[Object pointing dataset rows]
# # # #

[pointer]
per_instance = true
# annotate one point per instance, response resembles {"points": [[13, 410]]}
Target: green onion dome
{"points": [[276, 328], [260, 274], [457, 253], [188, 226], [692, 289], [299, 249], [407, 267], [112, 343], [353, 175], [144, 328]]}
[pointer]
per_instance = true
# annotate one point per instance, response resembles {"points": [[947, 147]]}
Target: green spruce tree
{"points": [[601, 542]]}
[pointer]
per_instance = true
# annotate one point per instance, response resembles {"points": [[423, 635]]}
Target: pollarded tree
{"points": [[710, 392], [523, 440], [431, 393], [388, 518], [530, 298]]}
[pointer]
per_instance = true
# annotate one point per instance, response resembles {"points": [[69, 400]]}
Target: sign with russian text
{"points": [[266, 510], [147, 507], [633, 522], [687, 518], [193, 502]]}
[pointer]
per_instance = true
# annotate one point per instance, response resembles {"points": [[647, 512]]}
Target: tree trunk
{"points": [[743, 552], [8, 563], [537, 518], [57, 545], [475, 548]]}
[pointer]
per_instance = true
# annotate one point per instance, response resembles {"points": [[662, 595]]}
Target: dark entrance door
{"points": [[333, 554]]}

# # # #

**Short exercise**
Rewrite all the records above in full, requests included. Multiply every point coordinate in the answers by 1.45 and round to the nearest whole number, rounding halves up, but leave the numbers in the requests and their format samples unchanged.

**Exercise answer**
[pointer]
per_instance = true
# annotate one point per instance, response resembles {"points": [[13, 410]]}
Target: green onion dome
{"points": [[400, 476], [377, 397], [663, 367], [273, 328], [1003, 419], [434, 361], [590, 387], [162, 497], [512, 254], [209, 476]]}
[pointer]
per_instance = true
# annotate one point per instance, response resembles {"points": [[947, 147]]}
Target: green spruce tree
{"points": [[871, 786]]}
[pointer]
per_instance = true
# annotate one point per instance, response resembles {"points": [[423, 635]]}
Target: pollarded tree
{"points": [[1030, 568], [758, 638], [625, 570], [563, 751], [769, 432]]}
[pointer]
per_instance = true
# annotate one point per instance, response resembles {"points": [[69, 400]]}
Target: sign with russian text
{"points": [[386, 740], [213, 735], [918, 757], [996, 751], [280, 728]]}
[pointer]
per_instance = true
# annotate one point per instance, response resembles {"points": [[647, 512]]}
Target: tree trunk
{"points": [[1077, 800], [12, 816], [779, 751], [83, 790], [689, 795]]}
[pointer]
per_instance = true
# annotate one point per instance, response resembles {"points": [[662, 595]]}
Target: dark entrance door
{"points": [[483, 803]]}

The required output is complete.